**YOUR ASSIGNMENT**
From the line containing "Drop a marker on every instance of the leaf" to the last line of the records below, transcribe everything exactly, pictures excluded.

**DATA FOR THE TASK**

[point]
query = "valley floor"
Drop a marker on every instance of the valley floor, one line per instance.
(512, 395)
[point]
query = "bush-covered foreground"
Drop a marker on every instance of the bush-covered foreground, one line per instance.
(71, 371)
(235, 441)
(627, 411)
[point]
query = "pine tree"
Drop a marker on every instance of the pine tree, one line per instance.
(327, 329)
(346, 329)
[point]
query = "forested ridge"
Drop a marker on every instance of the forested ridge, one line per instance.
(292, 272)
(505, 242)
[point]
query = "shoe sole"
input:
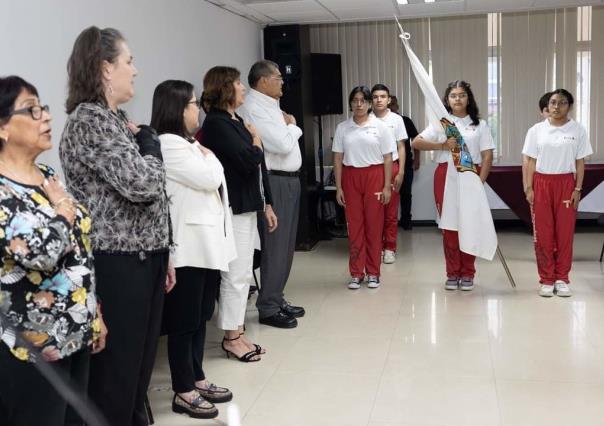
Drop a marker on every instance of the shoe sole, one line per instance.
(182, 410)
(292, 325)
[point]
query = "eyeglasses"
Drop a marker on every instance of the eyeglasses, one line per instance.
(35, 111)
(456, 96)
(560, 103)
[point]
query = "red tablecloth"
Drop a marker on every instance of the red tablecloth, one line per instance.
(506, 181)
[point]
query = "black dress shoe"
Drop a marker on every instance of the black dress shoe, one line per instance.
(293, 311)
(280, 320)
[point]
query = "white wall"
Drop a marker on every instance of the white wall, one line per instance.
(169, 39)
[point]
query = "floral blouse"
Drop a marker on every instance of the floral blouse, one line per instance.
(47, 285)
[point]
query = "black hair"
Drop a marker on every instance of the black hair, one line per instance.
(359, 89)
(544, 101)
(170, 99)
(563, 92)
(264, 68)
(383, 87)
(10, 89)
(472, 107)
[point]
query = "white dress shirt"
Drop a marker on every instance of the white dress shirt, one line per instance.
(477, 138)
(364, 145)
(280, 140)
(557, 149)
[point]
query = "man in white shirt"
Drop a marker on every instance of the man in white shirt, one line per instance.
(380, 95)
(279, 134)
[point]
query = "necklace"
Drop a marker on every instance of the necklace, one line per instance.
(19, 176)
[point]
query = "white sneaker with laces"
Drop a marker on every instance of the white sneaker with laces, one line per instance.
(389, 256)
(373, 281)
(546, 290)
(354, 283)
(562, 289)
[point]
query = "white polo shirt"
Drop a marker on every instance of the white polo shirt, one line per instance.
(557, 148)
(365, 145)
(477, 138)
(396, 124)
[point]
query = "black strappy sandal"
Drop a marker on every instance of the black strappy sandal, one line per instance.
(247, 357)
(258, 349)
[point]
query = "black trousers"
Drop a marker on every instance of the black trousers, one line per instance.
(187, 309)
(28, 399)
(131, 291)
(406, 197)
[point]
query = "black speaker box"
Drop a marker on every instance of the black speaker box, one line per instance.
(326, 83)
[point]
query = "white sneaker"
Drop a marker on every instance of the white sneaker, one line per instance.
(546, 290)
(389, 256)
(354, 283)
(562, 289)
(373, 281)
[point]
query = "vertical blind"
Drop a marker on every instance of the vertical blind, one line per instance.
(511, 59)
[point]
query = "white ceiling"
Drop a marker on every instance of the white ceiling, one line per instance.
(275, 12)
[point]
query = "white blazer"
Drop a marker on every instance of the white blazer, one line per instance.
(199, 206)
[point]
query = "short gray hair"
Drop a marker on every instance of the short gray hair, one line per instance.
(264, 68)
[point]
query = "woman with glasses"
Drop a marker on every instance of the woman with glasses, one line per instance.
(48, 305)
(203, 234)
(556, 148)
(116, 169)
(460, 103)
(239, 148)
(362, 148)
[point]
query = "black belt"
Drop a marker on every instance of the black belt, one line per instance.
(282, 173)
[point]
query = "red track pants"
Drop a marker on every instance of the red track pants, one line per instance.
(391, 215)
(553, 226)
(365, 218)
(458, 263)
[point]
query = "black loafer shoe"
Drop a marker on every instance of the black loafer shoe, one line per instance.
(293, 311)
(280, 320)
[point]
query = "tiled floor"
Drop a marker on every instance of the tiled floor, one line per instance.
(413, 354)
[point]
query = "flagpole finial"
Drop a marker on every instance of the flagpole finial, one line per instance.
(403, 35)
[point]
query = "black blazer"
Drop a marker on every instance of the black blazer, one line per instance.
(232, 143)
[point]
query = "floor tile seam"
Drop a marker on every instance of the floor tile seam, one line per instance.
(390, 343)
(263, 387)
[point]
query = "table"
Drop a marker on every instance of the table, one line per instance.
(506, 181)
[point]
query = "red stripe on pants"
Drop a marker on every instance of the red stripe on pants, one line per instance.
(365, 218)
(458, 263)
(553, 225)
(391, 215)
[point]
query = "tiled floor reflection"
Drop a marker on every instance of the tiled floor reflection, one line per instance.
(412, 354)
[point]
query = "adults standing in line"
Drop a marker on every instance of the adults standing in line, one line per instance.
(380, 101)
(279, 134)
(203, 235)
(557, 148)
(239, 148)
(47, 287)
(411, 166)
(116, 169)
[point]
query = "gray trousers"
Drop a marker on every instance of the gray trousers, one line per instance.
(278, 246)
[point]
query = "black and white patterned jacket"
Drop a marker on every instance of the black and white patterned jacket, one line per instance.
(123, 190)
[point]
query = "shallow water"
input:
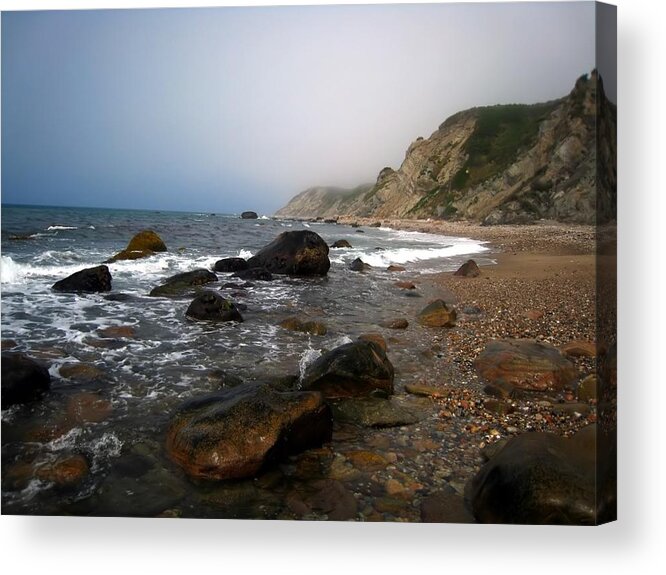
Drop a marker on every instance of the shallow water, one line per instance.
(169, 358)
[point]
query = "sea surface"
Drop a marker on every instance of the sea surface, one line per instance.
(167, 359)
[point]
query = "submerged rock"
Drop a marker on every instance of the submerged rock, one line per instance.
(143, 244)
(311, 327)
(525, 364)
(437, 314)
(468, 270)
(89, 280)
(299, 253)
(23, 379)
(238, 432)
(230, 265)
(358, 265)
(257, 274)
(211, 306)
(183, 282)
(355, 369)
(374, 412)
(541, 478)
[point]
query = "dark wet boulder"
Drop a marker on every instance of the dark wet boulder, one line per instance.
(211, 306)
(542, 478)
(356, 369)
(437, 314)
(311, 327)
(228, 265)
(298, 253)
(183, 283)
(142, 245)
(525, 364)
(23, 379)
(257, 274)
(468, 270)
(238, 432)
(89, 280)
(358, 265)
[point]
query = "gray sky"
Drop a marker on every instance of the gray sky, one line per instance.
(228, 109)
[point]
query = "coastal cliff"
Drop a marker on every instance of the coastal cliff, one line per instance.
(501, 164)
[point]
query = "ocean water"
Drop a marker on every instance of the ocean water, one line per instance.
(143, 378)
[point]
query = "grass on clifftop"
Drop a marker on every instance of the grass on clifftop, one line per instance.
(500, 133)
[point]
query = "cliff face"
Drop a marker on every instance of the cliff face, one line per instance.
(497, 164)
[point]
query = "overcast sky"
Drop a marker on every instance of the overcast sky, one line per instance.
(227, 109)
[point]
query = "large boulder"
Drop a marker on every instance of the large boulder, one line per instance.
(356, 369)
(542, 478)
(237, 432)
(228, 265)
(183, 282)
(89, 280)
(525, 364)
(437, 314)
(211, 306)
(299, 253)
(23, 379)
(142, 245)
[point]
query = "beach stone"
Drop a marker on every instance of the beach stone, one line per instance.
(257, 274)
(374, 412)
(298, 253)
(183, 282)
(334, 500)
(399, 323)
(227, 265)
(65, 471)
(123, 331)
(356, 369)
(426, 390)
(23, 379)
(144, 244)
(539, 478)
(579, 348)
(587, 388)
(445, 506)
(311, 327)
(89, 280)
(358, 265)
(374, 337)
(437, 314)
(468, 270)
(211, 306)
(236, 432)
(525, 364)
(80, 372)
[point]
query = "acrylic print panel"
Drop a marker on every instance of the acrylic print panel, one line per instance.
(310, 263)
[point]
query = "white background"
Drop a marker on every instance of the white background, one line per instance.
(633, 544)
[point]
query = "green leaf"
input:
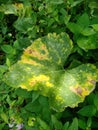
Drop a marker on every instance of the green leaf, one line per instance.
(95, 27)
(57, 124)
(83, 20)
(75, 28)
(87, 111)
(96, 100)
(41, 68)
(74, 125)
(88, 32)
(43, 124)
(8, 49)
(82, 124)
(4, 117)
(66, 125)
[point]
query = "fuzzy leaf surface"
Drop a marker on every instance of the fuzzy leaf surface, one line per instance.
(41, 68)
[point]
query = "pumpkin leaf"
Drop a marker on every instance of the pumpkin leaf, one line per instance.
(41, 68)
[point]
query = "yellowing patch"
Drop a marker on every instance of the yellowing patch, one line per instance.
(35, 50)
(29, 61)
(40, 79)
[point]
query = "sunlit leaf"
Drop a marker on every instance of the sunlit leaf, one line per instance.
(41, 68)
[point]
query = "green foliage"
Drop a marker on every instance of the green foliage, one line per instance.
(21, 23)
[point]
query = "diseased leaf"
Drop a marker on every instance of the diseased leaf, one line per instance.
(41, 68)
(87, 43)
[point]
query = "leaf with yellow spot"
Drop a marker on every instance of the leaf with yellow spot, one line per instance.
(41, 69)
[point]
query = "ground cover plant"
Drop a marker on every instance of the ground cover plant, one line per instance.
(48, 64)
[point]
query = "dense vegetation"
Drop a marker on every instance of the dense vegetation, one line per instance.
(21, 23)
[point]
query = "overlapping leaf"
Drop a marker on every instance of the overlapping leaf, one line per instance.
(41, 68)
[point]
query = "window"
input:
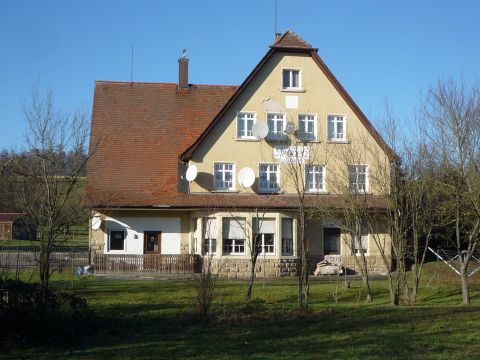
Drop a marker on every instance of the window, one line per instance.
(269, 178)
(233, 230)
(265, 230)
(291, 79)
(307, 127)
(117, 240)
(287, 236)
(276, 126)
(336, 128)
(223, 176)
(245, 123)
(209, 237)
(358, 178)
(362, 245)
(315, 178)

**OUTPUT FOR THIS EXERCISE**
Drop a marker on every instance of the leaf with yellow spot, one line per instance.
(41, 69)
[point]
query = "ground cover plant"
Drop a marker on every instance of the ground cover plant, one line per instance.
(48, 64)
[point]
query = "dense vegetation"
Drop a marker on every instance of the dense vegetation, one line per instance.
(21, 23)
[point]
query = "overlapping leaf"
Drop a marker on every instance of the overlapping leaf, one line per instance.
(41, 68)
[point]
query = "window"
input:
Drop a marker on every instance of the window, one line per instance.
(269, 178)
(233, 230)
(265, 230)
(291, 79)
(307, 127)
(117, 240)
(287, 236)
(276, 126)
(336, 128)
(223, 176)
(245, 123)
(209, 237)
(358, 178)
(362, 245)
(315, 178)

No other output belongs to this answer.